> **Exercise description**
Please reproduce every entry below without omitting a single line.
--------------------------------
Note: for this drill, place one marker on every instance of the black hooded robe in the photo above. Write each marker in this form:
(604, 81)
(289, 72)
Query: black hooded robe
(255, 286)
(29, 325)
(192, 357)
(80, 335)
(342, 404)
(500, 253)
--------------------------------
> **Finished task**
Note: for this drill, place one marker on every instance of the black hooded robe in the photo above. Write each marker in this form:
(604, 81)
(289, 72)
Query: black hooded robe
(255, 286)
(29, 325)
(192, 357)
(80, 335)
(342, 404)
(500, 253)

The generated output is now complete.